• Exercise directions
Your reply must consist of the data below, reproduced character for character.

Data records section start

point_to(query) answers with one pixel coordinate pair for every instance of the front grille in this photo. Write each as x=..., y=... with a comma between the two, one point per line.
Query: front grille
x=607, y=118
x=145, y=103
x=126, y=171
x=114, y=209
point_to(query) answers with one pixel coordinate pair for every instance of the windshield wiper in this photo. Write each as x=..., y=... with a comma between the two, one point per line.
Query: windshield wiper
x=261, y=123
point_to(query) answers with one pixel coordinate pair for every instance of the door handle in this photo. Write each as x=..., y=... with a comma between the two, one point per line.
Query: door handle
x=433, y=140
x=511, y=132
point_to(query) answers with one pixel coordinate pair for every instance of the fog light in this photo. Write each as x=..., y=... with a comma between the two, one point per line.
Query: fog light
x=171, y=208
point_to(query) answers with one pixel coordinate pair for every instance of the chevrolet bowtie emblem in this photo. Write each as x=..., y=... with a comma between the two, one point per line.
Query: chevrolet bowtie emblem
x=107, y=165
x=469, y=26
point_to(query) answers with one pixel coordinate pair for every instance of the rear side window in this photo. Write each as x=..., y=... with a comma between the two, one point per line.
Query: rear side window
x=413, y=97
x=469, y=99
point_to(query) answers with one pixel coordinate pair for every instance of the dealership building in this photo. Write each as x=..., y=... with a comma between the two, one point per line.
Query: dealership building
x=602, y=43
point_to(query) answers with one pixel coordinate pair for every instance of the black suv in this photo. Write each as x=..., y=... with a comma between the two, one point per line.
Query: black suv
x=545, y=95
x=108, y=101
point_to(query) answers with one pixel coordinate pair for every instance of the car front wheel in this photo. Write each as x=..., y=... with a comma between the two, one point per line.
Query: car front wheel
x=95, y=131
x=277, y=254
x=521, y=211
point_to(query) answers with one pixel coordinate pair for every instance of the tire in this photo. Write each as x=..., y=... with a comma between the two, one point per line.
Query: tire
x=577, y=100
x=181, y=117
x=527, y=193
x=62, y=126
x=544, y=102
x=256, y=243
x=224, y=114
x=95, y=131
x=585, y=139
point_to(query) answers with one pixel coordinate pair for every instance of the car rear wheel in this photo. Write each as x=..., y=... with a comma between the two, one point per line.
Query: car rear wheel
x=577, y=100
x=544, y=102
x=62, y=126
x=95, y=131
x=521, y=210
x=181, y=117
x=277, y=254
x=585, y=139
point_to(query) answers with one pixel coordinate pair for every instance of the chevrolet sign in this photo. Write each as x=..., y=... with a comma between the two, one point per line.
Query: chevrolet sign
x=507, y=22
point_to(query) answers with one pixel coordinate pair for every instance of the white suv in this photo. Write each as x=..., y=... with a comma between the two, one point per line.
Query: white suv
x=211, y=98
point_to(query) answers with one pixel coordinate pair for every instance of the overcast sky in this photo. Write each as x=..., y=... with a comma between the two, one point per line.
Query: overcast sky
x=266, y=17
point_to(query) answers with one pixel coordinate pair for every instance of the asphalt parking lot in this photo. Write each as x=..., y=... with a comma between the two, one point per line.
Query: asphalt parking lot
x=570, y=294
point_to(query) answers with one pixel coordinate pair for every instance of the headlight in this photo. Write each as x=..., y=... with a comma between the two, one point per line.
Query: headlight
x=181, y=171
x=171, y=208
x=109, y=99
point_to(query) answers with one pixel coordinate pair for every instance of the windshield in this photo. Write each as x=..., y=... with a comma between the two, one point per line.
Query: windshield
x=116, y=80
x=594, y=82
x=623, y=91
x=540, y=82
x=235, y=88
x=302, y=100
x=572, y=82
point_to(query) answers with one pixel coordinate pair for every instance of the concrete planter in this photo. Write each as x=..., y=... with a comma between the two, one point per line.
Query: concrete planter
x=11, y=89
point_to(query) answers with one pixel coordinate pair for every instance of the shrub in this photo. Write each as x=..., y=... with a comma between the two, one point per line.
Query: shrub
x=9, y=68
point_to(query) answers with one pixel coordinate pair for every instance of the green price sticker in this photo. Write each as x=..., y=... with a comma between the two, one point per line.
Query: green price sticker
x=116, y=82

Data records section end

• Written solution
point_to(query) answers with one pixel coordinate pair for every instance of the front grille in this photo. Write each as x=..., y=... with a comma between the two, one point per line.
Query: front grille
x=607, y=118
x=145, y=103
x=126, y=171
x=114, y=209
point_to(query) answers with one pixel coordinate pair for every instance of the windshield wiper in this photo. Write each as x=..., y=... with a comma between the two, one point per line.
Query: windshield wiper
x=261, y=123
point_to(query) answers with one pixel coordinate pair for every instance of the door handle in this photo. Write each as x=..., y=... with a comma between the two, one point per line.
Query: door handle
x=433, y=140
x=511, y=132
point_to(query) answers with one pixel coordinate pair for every instance of the fog light in this photo. Write each as x=..., y=... with a comma between the two, one point per line.
Query: fog light
x=171, y=208
point_to(query) answers with one pixel coordinate pair for every instance of the chevrolet bowtie emblem in this photo. Write each as x=..., y=... with a comma between the two, one point per line.
Query: chevrolet bowtie emblem
x=107, y=165
x=469, y=26
point_to(query) answers with one pixel coordinate pair for every instance of the rear side window in this photo. Write each as x=..., y=... with a comma between the two, one point per line.
Query: rear side window
x=413, y=97
x=469, y=99
point_to(query) answers with one pixel coordinate pair for every instance of the dealership building in this photo. Write each as x=..., y=... with a comma between the two, one point per line.
Query: dealership building
x=602, y=43
point_to(query) answers with one pixel coordinate pair for every instance of the black suv in this photo. Write each as x=..., y=... with a comma between the two, one point per line.
Query: black suv
x=545, y=95
x=108, y=101
point_to(query) answers with one pixel coordinate pair for every instance of the car front wheel in this photo. Write each as x=..., y=... with a comma between the two, one point per line.
Query: car front wheel
x=95, y=131
x=277, y=254
x=521, y=211
point_to(query) answers with one pixel coordinate pair for every instance of the tire in this photo. Write each as x=..., y=... with a comma between the two, one point per line.
Query: tire
x=577, y=100
x=181, y=117
x=527, y=193
x=62, y=126
x=544, y=102
x=256, y=243
x=224, y=114
x=95, y=131
x=585, y=139
point_to(query) answers with one pixel coordinate pair for every instance of the car rear wheel in this photo. Write each as x=..., y=... with a comma between the two, one point per line.
Query: car rear wheel
x=577, y=100
x=544, y=102
x=62, y=126
x=95, y=131
x=521, y=210
x=181, y=117
x=277, y=254
x=585, y=139
point_to(query) answers with one pixel coordinate pair for every instance of the chevrolet sign in this photo. Write each as x=..., y=... with a comma between the two, one point per line.
Query: chevrolet sign
x=507, y=22
point_to(query) answers with one pixel coordinate pair for every instance of the white suv in this photo. Write each as x=..., y=... with a comma between the two, one point per line.
Query: white suv
x=211, y=98
point_to(query) answers with one pixel coordinate pair for every instance of the overcast sky in this photo. Write each as x=..., y=... with a comma between the two, one point per line.
Query: overcast sky
x=266, y=17
point_to(query) answers with one pixel coordinate pair for every instance of the asphalt parking lot in this photo. Write each as x=..., y=... with a comma between the two, one point per line.
Query: asphalt parking lot
x=570, y=294
point_to(query) answers with one pixel coordinate pair for every instance of the headlight in this photo. Write each as x=..., y=... with a comma between the two, one point per line.
Query: headlight
x=181, y=171
x=171, y=208
x=109, y=99
point_to(query) answers with one pixel coordinate pair for every instance of the windshield in this photo. Write each as x=..., y=... with a comma between the two, one point per line.
Query: windshield
x=116, y=80
x=594, y=82
x=623, y=91
x=540, y=82
x=235, y=88
x=302, y=100
x=572, y=82
point_to(query) answers with one pixel coordinate pair for every instance of the concrete planter in this photo. Write each as x=..., y=... with a comma between the two, one point per line.
Query: concrete planter
x=11, y=89
point_to(query) answers with one pixel coordinate pair for every instance of the shrub in this photo. Write each as x=..., y=... with a comma between the two, one point per line.
Query: shrub
x=9, y=68
point_to(query) answers with one pixel coordinate pair for every instance of the green price sticker in this photo. Write each as x=..., y=... with a comma between the two, one point per line.
Query: green price sticker
x=116, y=82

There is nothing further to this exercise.